§ WHAT IS ASKED: Rewrite all of the material below with "Give the mask" changed to "Output the mask" everywhere it occurs, keeping every other line and character the same.

· · · ·

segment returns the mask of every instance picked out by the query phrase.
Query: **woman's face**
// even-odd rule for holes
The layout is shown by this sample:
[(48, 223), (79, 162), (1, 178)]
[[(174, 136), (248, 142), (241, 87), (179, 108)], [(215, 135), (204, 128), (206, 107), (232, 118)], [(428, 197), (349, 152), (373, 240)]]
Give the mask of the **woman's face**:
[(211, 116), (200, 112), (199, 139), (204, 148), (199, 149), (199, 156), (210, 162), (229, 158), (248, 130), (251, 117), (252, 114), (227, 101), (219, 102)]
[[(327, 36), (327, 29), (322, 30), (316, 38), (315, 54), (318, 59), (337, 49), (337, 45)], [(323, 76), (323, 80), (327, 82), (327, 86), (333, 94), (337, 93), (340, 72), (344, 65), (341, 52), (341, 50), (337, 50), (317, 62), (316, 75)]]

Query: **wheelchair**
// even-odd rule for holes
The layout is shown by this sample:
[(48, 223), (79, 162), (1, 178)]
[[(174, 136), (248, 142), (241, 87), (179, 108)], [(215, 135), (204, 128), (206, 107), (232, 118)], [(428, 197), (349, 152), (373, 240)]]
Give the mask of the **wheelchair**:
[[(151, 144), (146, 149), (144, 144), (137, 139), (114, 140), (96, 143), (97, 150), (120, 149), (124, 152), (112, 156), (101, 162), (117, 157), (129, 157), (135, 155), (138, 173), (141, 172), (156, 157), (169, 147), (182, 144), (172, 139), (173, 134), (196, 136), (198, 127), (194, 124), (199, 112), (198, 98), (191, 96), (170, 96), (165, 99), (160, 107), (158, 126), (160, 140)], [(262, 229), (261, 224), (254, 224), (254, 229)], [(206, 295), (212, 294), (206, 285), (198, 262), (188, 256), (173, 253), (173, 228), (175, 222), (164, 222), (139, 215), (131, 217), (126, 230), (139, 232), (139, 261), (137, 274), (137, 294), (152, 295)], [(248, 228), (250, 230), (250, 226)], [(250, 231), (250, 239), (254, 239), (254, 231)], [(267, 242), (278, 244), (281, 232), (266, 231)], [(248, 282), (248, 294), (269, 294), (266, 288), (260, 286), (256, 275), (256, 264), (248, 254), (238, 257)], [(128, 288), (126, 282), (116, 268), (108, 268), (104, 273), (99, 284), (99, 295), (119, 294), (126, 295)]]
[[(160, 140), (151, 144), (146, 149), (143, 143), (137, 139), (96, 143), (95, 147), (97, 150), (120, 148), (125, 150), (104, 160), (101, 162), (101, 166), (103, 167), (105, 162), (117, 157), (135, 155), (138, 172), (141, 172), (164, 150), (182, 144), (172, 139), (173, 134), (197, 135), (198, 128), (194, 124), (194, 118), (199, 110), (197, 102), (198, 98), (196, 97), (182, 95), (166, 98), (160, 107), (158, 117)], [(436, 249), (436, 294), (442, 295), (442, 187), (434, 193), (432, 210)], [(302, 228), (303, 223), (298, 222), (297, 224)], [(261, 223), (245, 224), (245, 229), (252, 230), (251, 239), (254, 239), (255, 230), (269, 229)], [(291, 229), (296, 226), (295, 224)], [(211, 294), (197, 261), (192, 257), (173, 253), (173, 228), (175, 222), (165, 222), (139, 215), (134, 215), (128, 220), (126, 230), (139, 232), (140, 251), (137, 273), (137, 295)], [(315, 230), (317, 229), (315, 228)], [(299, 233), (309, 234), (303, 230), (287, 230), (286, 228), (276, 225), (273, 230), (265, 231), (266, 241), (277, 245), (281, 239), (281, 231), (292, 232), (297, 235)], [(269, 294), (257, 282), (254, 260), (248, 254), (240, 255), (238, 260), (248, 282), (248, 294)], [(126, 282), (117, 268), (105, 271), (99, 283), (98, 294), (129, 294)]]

· · · ·

§ WRITTEN RESPONSE:
segment returns the mask of every instance picked out by the query phrase.
Query: **woman's face**
// even-odd rule for holes
The layout is shown by this sample:
[(48, 223), (79, 162), (1, 178)]
[[(174, 136), (248, 142), (241, 87), (179, 108)], [(215, 135), (204, 128), (206, 107), (232, 118)], [(428, 197), (349, 152), (373, 240)]]
Output the mask of the **woman's face**:
[(211, 116), (200, 112), (199, 139), (204, 148), (199, 149), (199, 156), (210, 162), (229, 158), (248, 130), (251, 117), (252, 114), (227, 101), (219, 102)]
[[(327, 36), (327, 29), (322, 30), (316, 38), (315, 54), (318, 59), (337, 49), (337, 45)], [(323, 76), (323, 80), (327, 82), (327, 86), (333, 94), (337, 93), (340, 72), (344, 65), (341, 52), (341, 50), (337, 50), (317, 62), (316, 75)]]

Query: **wheelchair**
// even-odd rule for holes
The layout is shown by this sample:
[(48, 223), (79, 162), (1, 178)]
[[(174, 136), (248, 142), (241, 87), (179, 108)], [(215, 135), (204, 128), (206, 107), (232, 118)], [(428, 197), (349, 152), (373, 240)]]
Output the mask of the **wheelchair**:
[[(151, 144), (146, 149), (144, 144), (137, 139), (114, 140), (96, 143), (97, 150), (120, 149), (124, 152), (112, 156), (101, 162), (117, 157), (129, 157), (135, 155), (138, 173), (141, 172), (156, 157), (169, 147), (182, 144), (172, 139), (173, 134), (196, 136), (198, 127), (194, 124), (199, 112), (198, 98), (191, 96), (170, 96), (165, 99), (160, 107), (158, 126), (160, 140)], [(262, 229), (261, 224), (254, 224), (254, 229)], [(206, 295), (212, 294), (206, 285), (198, 262), (188, 256), (173, 253), (173, 228), (175, 222), (164, 222), (139, 215), (131, 217), (126, 230), (139, 232), (139, 261), (137, 274), (137, 294), (152, 295)], [(248, 228), (250, 230), (250, 226)], [(250, 231), (250, 239), (254, 239), (254, 231)], [(267, 242), (278, 244), (281, 232), (266, 231)], [(248, 282), (248, 294), (269, 294), (266, 288), (260, 286), (256, 275), (256, 264), (248, 254), (238, 257)], [(128, 288), (126, 282), (116, 268), (108, 268), (104, 273), (99, 284), (99, 295), (119, 294), (126, 295)]]
[[(160, 140), (151, 144), (146, 149), (143, 143), (137, 139), (96, 143), (95, 147), (97, 150), (120, 148), (125, 150), (104, 160), (101, 162), (101, 166), (103, 167), (105, 162), (117, 157), (135, 155), (138, 172), (141, 172), (164, 150), (182, 144), (172, 139), (173, 134), (197, 135), (198, 128), (194, 124), (194, 118), (199, 110), (197, 102), (198, 98), (196, 97), (182, 95), (166, 98), (160, 107), (158, 117)], [(436, 249), (436, 294), (442, 295), (442, 187), (434, 193), (432, 210)], [(302, 228), (303, 223), (298, 222), (297, 224)], [(261, 223), (245, 224), (245, 229), (252, 230), (251, 239), (254, 239), (255, 230), (269, 229)], [(291, 229), (296, 226), (295, 224)], [(211, 294), (197, 261), (192, 257), (173, 253), (173, 228), (175, 222), (165, 222), (139, 215), (134, 215), (128, 220), (126, 230), (139, 232), (140, 251), (137, 273), (137, 295)], [(315, 230), (317, 229), (315, 228)], [(299, 233), (309, 234), (303, 230), (287, 230), (286, 228), (276, 225), (273, 230), (265, 231), (266, 241), (277, 245), (281, 239), (281, 231), (292, 232), (297, 235)], [(269, 294), (257, 282), (254, 260), (248, 254), (240, 255), (238, 260), (248, 282), (248, 294)], [(126, 282), (117, 268), (105, 271), (99, 283), (98, 294), (129, 294)]]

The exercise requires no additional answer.